WORK INSTRUCTION:
Could you repeat the records below exactly, leaving out any pictures?

(Natural language region descriptions)
■ ■ ■

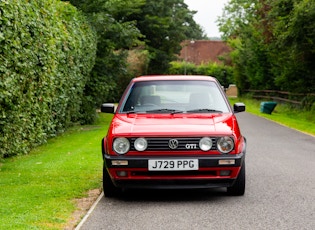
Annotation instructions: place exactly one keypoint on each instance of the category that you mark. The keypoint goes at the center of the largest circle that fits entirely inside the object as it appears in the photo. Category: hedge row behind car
(47, 50)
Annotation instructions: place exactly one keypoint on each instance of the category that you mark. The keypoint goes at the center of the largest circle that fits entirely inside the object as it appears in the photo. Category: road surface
(280, 191)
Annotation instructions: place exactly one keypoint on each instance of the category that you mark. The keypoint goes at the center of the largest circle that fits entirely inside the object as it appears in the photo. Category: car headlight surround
(205, 144)
(140, 144)
(225, 144)
(121, 145)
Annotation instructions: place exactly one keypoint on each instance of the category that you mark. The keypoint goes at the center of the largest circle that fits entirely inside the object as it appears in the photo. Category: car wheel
(110, 190)
(238, 188)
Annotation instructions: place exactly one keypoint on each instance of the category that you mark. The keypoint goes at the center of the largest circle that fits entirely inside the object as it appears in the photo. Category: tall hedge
(47, 50)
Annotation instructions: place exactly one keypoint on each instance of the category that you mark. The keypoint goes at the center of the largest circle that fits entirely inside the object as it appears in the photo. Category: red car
(173, 132)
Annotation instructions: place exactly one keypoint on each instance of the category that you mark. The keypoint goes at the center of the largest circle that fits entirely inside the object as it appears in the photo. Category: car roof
(174, 77)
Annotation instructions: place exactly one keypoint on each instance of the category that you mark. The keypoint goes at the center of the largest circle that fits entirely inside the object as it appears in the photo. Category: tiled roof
(203, 51)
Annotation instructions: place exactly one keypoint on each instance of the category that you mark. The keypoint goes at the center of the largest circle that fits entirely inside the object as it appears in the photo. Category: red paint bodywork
(173, 125)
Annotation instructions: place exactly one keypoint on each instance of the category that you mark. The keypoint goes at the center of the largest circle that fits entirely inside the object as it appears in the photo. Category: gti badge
(173, 143)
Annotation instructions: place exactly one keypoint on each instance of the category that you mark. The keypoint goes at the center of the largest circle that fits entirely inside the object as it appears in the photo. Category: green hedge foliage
(47, 50)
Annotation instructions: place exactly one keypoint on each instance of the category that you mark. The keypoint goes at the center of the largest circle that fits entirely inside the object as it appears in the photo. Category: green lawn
(38, 190)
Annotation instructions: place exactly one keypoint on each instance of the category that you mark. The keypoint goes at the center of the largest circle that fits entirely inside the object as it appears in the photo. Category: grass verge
(284, 114)
(38, 190)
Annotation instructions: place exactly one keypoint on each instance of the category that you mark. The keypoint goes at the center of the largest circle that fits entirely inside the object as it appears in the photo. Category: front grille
(184, 144)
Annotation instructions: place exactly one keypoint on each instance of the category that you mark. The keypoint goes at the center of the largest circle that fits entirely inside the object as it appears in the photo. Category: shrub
(46, 53)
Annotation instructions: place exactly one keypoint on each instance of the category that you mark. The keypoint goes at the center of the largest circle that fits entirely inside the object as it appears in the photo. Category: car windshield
(177, 96)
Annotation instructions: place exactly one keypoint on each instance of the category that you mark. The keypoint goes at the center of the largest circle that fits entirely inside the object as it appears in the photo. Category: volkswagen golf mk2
(173, 132)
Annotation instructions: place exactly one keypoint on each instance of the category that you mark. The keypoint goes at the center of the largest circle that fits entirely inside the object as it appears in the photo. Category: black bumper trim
(204, 161)
(174, 184)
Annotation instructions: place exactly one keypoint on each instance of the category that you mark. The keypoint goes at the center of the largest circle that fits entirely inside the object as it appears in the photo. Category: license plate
(173, 165)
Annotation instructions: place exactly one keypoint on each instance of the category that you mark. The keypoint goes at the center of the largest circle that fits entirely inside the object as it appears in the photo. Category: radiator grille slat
(162, 144)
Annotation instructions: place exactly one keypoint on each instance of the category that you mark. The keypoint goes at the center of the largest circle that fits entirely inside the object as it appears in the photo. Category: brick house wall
(203, 51)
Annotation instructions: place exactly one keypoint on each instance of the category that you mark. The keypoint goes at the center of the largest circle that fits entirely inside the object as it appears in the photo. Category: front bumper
(210, 174)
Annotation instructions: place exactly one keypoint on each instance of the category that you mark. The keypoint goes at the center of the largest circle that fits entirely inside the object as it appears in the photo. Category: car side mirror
(239, 107)
(108, 108)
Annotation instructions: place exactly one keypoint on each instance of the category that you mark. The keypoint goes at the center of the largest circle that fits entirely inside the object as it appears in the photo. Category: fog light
(121, 173)
(226, 162)
(119, 163)
(225, 172)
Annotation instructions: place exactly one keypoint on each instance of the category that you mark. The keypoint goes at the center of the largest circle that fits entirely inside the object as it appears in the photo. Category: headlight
(205, 143)
(141, 144)
(121, 145)
(225, 144)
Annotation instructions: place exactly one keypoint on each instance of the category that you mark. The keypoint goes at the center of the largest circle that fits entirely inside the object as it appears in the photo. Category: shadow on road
(167, 195)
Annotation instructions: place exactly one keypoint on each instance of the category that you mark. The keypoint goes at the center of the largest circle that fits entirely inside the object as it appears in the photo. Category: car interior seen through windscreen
(175, 97)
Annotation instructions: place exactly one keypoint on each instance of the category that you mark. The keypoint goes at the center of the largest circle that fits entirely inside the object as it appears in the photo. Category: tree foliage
(123, 25)
(273, 43)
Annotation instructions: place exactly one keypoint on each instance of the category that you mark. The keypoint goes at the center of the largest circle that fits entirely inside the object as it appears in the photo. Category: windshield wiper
(171, 111)
(204, 111)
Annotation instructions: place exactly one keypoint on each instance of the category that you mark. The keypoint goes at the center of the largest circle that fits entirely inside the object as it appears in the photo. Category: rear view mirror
(239, 107)
(107, 108)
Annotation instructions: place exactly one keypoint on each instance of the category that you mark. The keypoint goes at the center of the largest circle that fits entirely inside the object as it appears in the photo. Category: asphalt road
(280, 192)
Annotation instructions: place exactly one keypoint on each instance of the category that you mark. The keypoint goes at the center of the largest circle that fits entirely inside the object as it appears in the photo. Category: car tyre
(110, 190)
(238, 188)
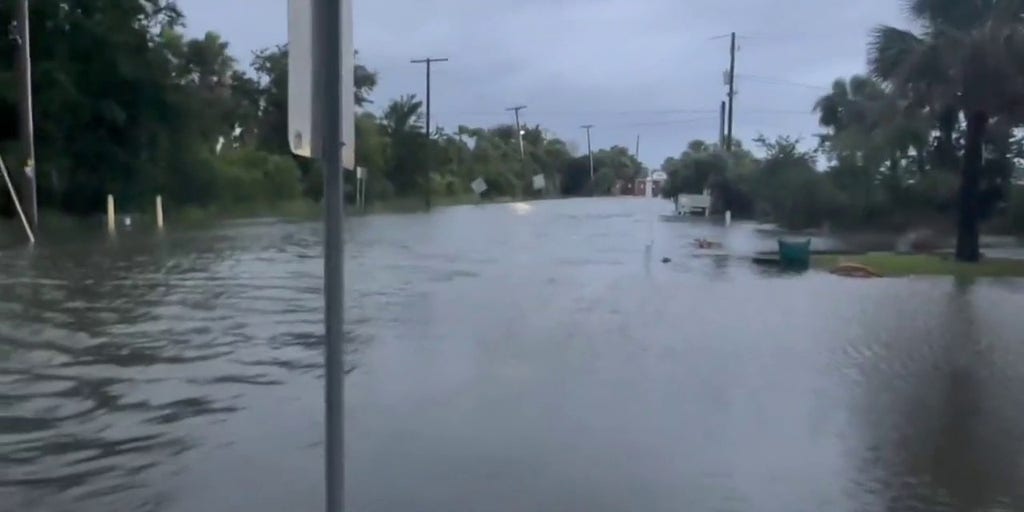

■ ■ ■

SOLVED PROBLEM:
Annotation instructions: place exactly one keypoint on each instance of the category that you mark. The keypoint goes at the center of the largest circle that fits entirely inside the object as it appears in the photo. Category: hedge row behind car
(47, 50)
Annotation instructions: place exactly one keypoint on each instance of the category that you mark. The keypoint goes at the center of the largest circle that fits entirely inside the object as it appears in the photo. Category: road surface
(280, 191)
Annotation instructions: place exactly one keypoint on each instance of the category that you mark. The keypoint goes at the center of the largest circle that fits entirely inside the object as it appears in the photo. Category: car headlight surround
(205, 144)
(140, 144)
(225, 144)
(121, 145)
Annotation instructions: place exactly one keypoint on each instance of the category that you mark. The keypoint goes at the center of the largest circle that fits entirely inside the object as it appears in the photo. Category: car wheel
(110, 190)
(238, 188)
Annotation instructions: place exactly one keypoint on each instance of the category that you mark. The keypoint goes at the center of the largest circle that fits entirely inside the object as it appears in the photo. Category: tall hedge
(47, 50)
Annotation instructions: place exactly one keypoint on each instance of the category that you mark. The keypoint goes at the center of the largest circle that fits entirely inside the object as it appears in the photo. Category: red car
(173, 132)
Annotation instructions: place exactly one keypoint on each instance of the category that you mark. The keypoint goes at the center of the largest circle that fits entirely inside the object as it appears in the photo. Category: car roof
(174, 77)
Annotation instructions: place exactly one keypoint on each instance of the category that you mark. The keypoint goes at the center of the largest circle that fits entirely inside the object as it appears in the photo. Category: tiled roof
(203, 51)
Annotation instructions: place exactly one keypoint on each instance of the category that you mark. The keypoint goes at the center of the largest circle that fits entirely inside the object as it appears in the photo. Category: red paint bodywork
(173, 125)
Annotation instructions: place exactly one keypoint on each instance of the category that you mark. The keypoint goes at the center of the largest circle that fits entirely inside the object as it appears in the photo. Category: gti badge
(173, 143)
Annotation instructions: place exactly one keypoint on each instance of the category that you mark. The keypoint goes at the center of the largest circle that fits entirely inside the object as it appears in the photo. Category: green hedge foliage
(47, 50)
Annotation instructions: place exactly one keypoint on each instance of the category that you mark. The keypoint goes at the center of the largest circle that fits entirely inside the object as it appears in the photo. Category: green lawn
(38, 190)
Annotation instructions: place exactly one keypoint on each instance of the category that you mark. The keypoint goes at the center of the largest circle that fits entirely inside the object as it appears in the photo. Category: grass verge
(284, 114)
(38, 190)
Annotation instructions: place exactly one keypoint on each instance of the category that you mark. The keypoint goes at the center of the largest circle that fits entirely inside the object as it appears in the photo. Category: front grille
(184, 144)
Annotation instructions: place exactly one keypoint on each instance of the category that you mark. The keypoint goes at the center of the largest circle that fits entirely inside the object as it appears in the photo. Category: shrub
(46, 53)
Annotation instructions: place exactly one keypoint on each instance of the category that you mark. The keypoint goes at the center of the largest circle that fits entirely inside the object as it appears in the photo. Category: car windshield
(177, 96)
Annotation instructions: place exactly one keypoint on each instance of the category that you mark. The keypoint goes at the center of the largest circle that fits entirely inside the object as it appears in the photo. Category: volkswagen golf mk2
(173, 132)
Annotation instructions: place exactly one keypoint on each instance of the category that you mark. The keypoint goes at the center of the largest circle that fits entirely inside the object as it appears in the photo. Category: black bumper trim
(204, 161)
(174, 184)
Annotation instructions: place exactly one keypoint on each instance of the category that you mark. The keypoint goes at the center of the largest circle that fits entirely inside the object as it appears in the photo. Category: license plate
(173, 165)
Annotation instructions: place exactly one keypoint on each instance of the category that you mark. The keypoint goes at the center of the largest circle that fits entirely inside the object as it appears in the photo. Category: radiator grille slat
(162, 144)
Annotation instructions: place exactly one keypoint on each instance of the category that you mark. The keypoint goes at the center of the largest circle that fits entirely inside the object as it appears in the photo. Category: brick house wall
(203, 51)
Annotation instructions: place exactly one keypoint on each instance of the category that you mark. The keypoint goes at the center of the largest circle that fits entirely inside the object as it appears in the photo. Category: front bumper
(210, 174)
Annotation instructions: place exactly one keypoint on each instance of the category that you mark. The keypoint goes at the center of the largest circle that fits entirely inside the object as it appears in the photo. Category: car side mirror
(239, 107)
(108, 108)
Annotation instructions: place exactly one keypoint on each instance of the category that you mark. The keypoint goes at the center of the largest circle that fits entirely inside the object as it appears in the photo. Category: fog light
(121, 173)
(226, 162)
(119, 163)
(225, 172)
Annotation instructions: place exactly one keypoint on each instance of the category that you mark. The keypoint goes at the center of the largest circle that fits entirely inside the object as it appears in the photo. Category: headlight
(205, 143)
(141, 144)
(121, 145)
(225, 144)
Annotation instructions: place exactly one keypoint on each instance of the category that you mark. The keypoint goes at the center of the largest circle that fits entirely inside the object as it appears in the photo. Category: shadow on road
(167, 195)
Annotation instructions: place exactly one keypoint on each instance of the category that you mark. The keypoint goes at the center of the largest circle that fits entirely inside the object as it appears in the photo. Category: car interior seen through windscreen
(175, 97)
Annotation instructions: place exactly one keypoint on each instance of the category that you mark. The keypoint goes at the center of the largest circle that fits entirely inside the object as it appears in the photo. Category: tree foliage
(123, 25)
(273, 43)
Annotation instructions: place exactly one keypoint on each instance of the category that you mark. The keypoint goes at the center of the largest circle that fits entirely inside the object as it appears in the photo. Category: windshield wiper
(171, 111)
(204, 111)
Annotation instructions: place exactly one keypoint on each instance of the category that you mark. The keypoint goes at the center of the largest circle that fits entirely inside the object as it appears in the photo. Category: rear view mirror
(239, 107)
(107, 108)
Annotation instructions: place exactly one keypoint on each instance of the category that you mark. The keypoint goes at the center of the largest circle that fits entirely inside the object as it appears in the photo. Category: asphalt road
(280, 192)
Annotation instructions: place exactly one keypoint on each instance of the category that you mark. The keypoint goes at the center of the largest circle that fits entirely inside the object as it appears in the photo. Category: car tyre
(110, 190)
(238, 188)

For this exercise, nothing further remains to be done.